## Goal of the exercise
From the entries that follow, copy exactly the lines beginning at the line holding "sunglasses in the photo above." and continuing through the line holding "protest banner in the photo above.".
### Material for this exercise
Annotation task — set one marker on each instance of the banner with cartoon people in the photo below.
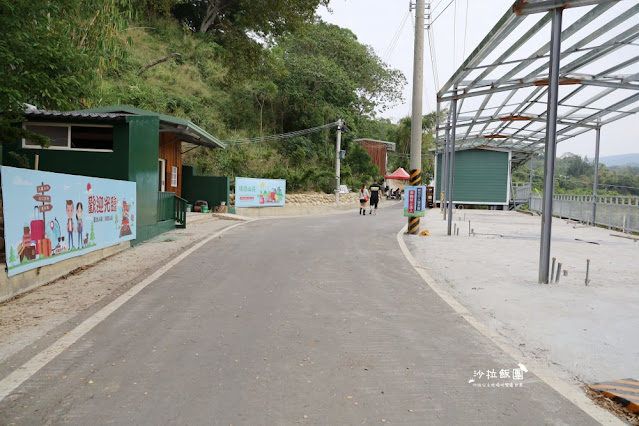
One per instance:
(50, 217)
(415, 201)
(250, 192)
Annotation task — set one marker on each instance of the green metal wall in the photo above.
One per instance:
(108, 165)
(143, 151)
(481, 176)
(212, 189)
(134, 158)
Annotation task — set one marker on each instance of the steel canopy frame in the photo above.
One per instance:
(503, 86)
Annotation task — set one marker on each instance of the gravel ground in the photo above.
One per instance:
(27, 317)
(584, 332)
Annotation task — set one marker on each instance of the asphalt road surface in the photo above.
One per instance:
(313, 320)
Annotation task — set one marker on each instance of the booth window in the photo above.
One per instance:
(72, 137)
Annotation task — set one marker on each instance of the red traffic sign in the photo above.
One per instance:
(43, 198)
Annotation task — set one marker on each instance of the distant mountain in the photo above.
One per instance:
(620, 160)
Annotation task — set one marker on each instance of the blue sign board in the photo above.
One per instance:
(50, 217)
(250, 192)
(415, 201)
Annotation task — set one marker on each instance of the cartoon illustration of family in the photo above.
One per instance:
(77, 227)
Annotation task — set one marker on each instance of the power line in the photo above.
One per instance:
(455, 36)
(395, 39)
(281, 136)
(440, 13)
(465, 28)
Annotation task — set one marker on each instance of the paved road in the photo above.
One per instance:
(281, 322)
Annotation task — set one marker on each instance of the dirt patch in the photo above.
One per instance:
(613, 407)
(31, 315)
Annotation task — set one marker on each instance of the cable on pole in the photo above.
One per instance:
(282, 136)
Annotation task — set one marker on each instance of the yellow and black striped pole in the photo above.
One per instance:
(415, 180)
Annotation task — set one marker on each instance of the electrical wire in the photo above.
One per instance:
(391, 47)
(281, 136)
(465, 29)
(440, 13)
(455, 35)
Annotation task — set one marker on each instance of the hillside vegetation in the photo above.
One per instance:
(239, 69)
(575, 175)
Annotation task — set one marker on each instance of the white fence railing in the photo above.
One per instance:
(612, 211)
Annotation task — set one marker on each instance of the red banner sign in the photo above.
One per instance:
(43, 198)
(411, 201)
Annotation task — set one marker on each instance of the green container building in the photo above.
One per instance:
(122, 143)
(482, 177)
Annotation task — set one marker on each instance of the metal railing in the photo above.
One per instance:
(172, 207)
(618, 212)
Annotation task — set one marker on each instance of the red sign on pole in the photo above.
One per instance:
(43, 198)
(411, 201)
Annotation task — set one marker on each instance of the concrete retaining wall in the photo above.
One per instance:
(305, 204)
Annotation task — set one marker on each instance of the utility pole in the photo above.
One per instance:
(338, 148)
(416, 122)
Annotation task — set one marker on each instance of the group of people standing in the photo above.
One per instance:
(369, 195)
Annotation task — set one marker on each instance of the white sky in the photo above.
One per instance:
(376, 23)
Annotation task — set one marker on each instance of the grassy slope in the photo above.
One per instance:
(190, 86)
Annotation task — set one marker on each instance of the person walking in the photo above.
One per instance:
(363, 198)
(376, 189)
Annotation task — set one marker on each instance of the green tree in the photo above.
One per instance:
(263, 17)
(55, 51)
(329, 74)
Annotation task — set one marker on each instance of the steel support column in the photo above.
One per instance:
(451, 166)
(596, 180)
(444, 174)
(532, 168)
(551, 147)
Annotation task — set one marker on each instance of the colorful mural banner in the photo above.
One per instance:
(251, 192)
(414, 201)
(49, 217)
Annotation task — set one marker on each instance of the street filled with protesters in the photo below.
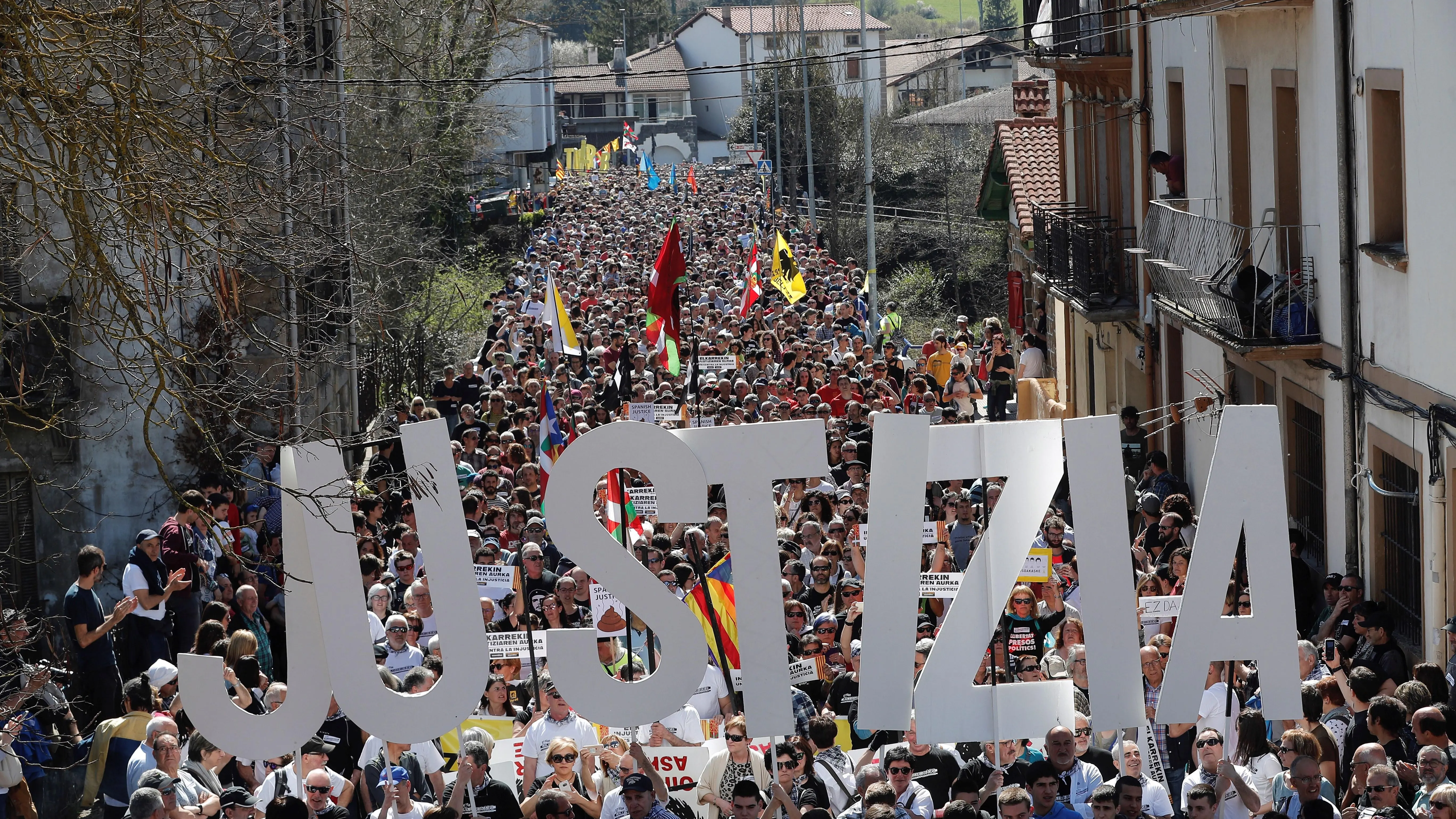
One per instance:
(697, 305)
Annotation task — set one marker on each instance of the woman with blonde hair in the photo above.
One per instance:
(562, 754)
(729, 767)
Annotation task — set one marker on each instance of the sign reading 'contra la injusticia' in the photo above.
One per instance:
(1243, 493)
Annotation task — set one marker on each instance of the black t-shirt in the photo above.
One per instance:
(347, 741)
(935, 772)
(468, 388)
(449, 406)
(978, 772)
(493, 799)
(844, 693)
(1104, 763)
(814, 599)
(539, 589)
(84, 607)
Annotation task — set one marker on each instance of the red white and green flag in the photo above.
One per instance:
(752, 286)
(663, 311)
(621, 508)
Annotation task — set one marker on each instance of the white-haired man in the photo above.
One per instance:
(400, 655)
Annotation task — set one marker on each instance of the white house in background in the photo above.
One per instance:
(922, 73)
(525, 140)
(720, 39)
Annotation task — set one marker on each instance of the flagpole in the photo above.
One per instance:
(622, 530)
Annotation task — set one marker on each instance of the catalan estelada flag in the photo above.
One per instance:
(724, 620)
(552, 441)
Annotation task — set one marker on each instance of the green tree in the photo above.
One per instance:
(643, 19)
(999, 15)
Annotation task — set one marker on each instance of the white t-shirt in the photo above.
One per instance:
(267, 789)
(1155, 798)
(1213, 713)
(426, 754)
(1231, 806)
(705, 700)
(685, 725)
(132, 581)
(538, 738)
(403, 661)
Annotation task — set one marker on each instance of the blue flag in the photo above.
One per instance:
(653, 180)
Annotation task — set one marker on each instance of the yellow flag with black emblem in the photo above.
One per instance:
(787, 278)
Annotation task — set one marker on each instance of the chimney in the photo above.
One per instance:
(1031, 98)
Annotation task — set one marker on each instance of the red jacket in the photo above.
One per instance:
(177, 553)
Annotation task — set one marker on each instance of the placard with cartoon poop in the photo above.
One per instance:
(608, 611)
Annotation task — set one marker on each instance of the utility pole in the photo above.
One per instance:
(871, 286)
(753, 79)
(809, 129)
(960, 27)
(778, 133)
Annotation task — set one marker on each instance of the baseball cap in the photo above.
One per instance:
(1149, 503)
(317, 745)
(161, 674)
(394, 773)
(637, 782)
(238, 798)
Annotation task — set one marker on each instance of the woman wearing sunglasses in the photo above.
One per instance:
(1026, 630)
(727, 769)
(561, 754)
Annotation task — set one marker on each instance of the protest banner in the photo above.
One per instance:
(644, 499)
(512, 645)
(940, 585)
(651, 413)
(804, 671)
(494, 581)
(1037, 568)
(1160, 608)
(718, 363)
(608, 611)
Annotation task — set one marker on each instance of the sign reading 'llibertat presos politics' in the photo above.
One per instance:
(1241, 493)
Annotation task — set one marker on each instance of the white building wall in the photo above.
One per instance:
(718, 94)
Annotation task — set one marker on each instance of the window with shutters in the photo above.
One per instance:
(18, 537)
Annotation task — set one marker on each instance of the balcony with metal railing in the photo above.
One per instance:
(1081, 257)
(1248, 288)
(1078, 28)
######
### Material for this exercise
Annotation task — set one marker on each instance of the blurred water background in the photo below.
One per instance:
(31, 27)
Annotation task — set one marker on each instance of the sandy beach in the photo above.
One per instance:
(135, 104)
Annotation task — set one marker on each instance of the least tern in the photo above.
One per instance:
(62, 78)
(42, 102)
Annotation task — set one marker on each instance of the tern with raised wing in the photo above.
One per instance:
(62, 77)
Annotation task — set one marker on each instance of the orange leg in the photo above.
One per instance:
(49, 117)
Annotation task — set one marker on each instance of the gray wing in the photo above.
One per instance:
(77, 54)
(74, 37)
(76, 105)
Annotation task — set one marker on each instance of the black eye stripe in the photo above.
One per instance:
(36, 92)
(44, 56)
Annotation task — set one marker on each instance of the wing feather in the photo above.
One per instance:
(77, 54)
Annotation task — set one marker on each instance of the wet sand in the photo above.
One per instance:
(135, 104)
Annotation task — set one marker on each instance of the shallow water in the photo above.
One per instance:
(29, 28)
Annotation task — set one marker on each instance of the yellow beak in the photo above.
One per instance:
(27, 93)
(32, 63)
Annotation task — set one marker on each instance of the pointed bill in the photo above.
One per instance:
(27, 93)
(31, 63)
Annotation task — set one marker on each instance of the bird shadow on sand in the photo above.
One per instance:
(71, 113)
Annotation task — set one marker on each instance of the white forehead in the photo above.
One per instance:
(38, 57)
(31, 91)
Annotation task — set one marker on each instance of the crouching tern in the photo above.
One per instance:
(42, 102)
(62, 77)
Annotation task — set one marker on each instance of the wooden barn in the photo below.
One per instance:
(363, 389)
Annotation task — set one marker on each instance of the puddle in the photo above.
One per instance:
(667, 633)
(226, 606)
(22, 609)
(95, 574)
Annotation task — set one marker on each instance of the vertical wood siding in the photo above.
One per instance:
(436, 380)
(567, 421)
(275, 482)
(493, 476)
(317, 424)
######
## Response area
Annotation task — set one marker on each instance of the woman wearing sunglasses in the photo above.
One per instance:
(1026, 630)
(727, 769)
(561, 754)
Annotation task — set one marker on each instance of the protest banner in the photo above.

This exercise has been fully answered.